Natural-language object grounding data
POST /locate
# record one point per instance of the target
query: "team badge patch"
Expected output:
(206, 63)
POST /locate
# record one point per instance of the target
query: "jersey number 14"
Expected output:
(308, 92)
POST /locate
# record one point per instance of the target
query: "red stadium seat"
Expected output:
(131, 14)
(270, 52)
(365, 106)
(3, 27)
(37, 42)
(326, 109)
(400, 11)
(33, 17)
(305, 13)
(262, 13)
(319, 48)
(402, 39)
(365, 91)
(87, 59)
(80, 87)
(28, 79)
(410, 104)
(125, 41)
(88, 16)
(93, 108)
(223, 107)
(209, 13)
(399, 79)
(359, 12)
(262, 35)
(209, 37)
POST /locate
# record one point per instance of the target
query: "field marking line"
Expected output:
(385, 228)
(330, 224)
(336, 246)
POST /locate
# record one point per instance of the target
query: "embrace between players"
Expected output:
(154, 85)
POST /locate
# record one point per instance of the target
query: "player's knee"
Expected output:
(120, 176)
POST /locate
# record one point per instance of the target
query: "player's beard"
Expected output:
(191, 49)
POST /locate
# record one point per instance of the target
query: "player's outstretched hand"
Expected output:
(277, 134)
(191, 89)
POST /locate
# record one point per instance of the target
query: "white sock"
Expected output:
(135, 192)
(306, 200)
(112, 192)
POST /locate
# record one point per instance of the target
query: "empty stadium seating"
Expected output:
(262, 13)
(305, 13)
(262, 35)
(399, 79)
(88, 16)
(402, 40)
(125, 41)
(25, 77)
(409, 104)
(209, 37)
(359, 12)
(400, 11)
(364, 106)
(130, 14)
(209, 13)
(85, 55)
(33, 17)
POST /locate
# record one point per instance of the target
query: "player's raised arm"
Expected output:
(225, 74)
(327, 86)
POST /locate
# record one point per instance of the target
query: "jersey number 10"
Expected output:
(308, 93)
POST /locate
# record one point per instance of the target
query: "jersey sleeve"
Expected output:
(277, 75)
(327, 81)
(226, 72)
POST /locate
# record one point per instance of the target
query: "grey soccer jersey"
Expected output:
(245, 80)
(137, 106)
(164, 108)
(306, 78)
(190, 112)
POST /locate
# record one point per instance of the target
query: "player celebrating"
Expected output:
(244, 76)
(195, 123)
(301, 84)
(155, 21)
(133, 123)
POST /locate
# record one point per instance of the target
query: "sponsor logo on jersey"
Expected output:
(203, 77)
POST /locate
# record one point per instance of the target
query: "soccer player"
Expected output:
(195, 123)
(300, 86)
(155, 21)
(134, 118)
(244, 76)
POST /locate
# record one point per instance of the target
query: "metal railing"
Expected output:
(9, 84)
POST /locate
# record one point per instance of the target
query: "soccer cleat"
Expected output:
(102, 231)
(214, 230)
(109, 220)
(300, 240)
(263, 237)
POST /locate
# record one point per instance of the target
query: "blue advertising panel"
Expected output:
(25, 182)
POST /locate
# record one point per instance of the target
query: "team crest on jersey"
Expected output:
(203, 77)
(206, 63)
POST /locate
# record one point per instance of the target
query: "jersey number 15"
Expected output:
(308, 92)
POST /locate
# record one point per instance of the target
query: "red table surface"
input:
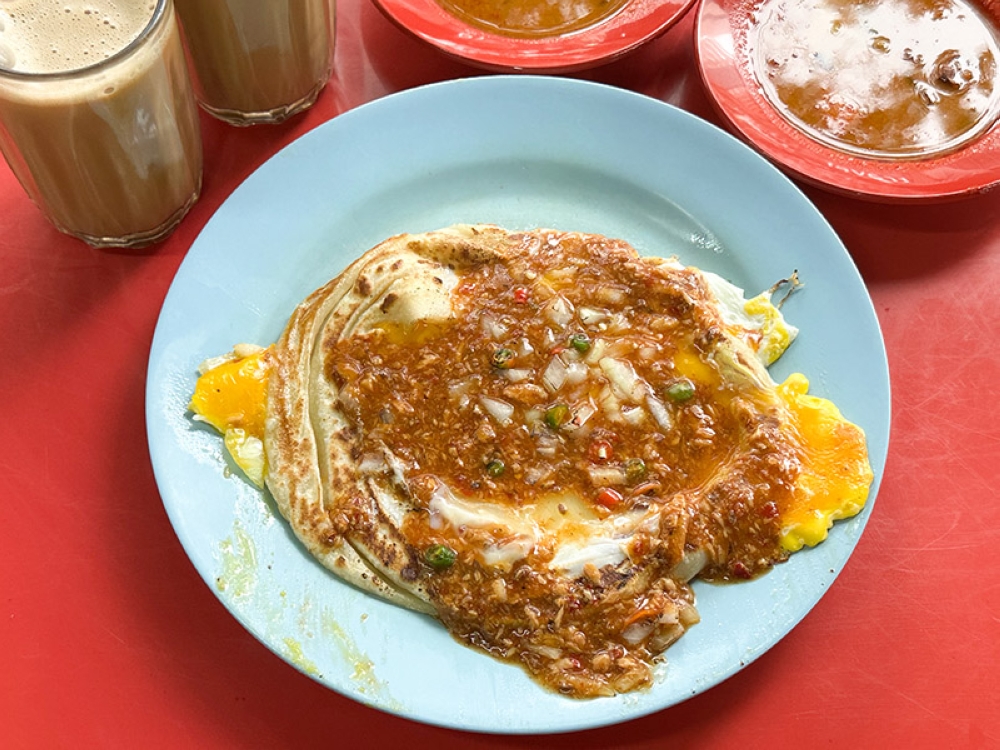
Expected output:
(108, 637)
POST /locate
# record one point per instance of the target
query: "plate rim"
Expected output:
(460, 87)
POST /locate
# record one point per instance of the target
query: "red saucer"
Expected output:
(635, 24)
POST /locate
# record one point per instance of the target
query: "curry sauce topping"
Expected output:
(575, 448)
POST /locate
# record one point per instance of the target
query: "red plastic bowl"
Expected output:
(727, 70)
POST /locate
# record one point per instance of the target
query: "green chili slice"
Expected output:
(439, 556)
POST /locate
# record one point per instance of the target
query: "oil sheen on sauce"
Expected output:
(532, 18)
(885, 79)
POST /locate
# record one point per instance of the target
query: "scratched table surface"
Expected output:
(109, 638)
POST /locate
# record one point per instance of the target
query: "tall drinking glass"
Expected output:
(98, 119)
(258, 61)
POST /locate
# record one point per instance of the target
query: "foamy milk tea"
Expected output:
(258, 60)
(97, 116)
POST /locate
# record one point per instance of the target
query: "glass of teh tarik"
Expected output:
(258, 61)
(98, 118)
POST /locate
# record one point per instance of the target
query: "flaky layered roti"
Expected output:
(538, 437)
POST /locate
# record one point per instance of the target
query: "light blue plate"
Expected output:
(521, 152)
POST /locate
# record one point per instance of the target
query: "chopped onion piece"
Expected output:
(623, 379)
(559, 311)
(536, 474)
(637, 631)
(493, 327)
(690, 565)
(547, 445)
(598, 348)
(576, 372)
(590, 316)
(501, 411)
(554, 375)
(634, 415)
(612, 295)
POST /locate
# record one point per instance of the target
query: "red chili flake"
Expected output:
(600, 450)
(609, 497)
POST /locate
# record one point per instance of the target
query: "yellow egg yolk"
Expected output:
(232, 397)
(835, 474)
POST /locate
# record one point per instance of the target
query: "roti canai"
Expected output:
(541, 438)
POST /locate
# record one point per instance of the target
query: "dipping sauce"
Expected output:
(897, 79)
(532, 18)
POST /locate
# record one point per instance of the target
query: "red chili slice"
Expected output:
(609, 498)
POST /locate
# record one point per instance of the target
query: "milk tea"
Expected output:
(258, 60)
(97, 116)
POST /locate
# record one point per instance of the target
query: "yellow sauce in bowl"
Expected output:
(532, 18)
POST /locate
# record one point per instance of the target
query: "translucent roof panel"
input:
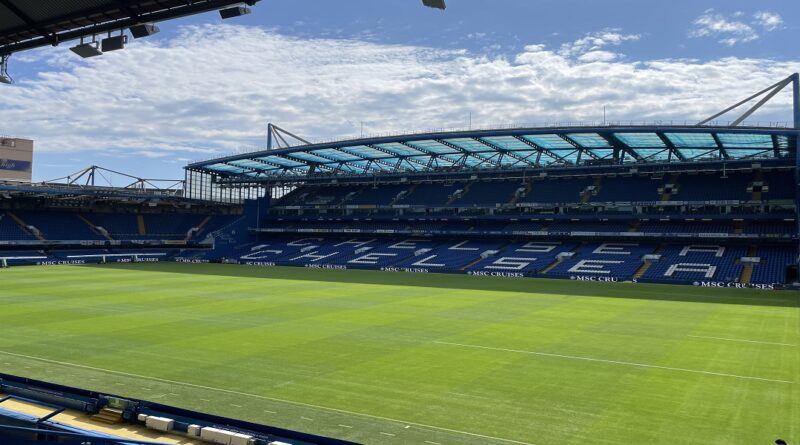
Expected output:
(433, 146)
(602, 154)
(782, 141)
(653, 154)
(400, 149)
(738, 153)
(225, 168)
(691, 153)
(549, 141)
(512, 149)
(691, 140)
(281, 161)
(365, 152)
(589, 140)
(508, 143)
(471, 145)
(336, 154)
(640, 140)
(308, 157)
(255, 165)
(743, 140)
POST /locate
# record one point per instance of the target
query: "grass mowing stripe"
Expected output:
(614, 362)
(742, 340)
(240, 393)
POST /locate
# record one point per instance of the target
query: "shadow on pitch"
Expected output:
(640, 291)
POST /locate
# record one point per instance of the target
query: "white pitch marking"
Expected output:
(743, 341)
(614, 362)
(256, 396)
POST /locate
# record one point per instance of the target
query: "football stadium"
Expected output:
(607, 283)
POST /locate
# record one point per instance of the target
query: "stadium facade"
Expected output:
(711, 206)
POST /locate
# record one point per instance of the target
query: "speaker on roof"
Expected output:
(143, 30)
(438, 4)
(113, 43)
(236, 11)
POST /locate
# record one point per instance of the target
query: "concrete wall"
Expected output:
(16, 159)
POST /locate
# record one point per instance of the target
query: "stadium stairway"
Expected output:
(666, 195)
(747, 269)
(758, 177)
(456, 196)
(517, 194)
(646, 264)
(192, 232)
(403, 195)
(558, 260)
(587, 194)
(94, 228)
(108, 416)
(25, 227)
(141, 228)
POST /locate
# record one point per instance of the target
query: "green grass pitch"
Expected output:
(385, 358)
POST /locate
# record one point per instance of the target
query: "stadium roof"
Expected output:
(507, 149)
(27, 24)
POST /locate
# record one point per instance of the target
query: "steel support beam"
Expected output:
(672, 149)
(543, 150)
(111, 24)
(796, 102)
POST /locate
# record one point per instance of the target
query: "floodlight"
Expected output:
(86, 50)
(143, 30)
(438, 4)
(4, 76)
(236, 11)
(113, 43)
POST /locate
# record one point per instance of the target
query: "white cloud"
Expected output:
(733, 30)
(212, 89)
(768, 20)
(596, 41)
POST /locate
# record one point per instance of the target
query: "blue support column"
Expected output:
(796, 108)
(796, 89)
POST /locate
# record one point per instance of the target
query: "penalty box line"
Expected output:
(272, 399)
(613, 362)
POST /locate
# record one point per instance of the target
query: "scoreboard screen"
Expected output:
(16, 160)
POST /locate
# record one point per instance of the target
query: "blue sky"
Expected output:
(204, 87)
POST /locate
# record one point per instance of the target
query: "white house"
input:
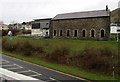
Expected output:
(40, 27)
(114, 29)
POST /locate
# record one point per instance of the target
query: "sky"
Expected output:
(18, 11)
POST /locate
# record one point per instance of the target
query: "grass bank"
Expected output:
(89, 59)
(64, 68)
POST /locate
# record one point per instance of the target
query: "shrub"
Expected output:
(59, 54)
(94, 60)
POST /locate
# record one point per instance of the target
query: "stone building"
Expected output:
(91, 25)
(40, 27)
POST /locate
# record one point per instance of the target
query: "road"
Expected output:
(37, 71)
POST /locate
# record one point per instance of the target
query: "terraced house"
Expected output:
(90, 25)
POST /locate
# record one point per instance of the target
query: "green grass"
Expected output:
(74, 45)
(64, 68)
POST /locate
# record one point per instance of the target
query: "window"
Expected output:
(54, 32)
(68, 32)
(60, 32)
(75, 33)
(92, 33)
(102, 33)
(83, 33)
(36, 26)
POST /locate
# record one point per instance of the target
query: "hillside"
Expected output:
(115, 15)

== Your goal ==
How many lines in the records above contain the word "surface"? Reply with the number alone.

== Answer for this exercise ==
2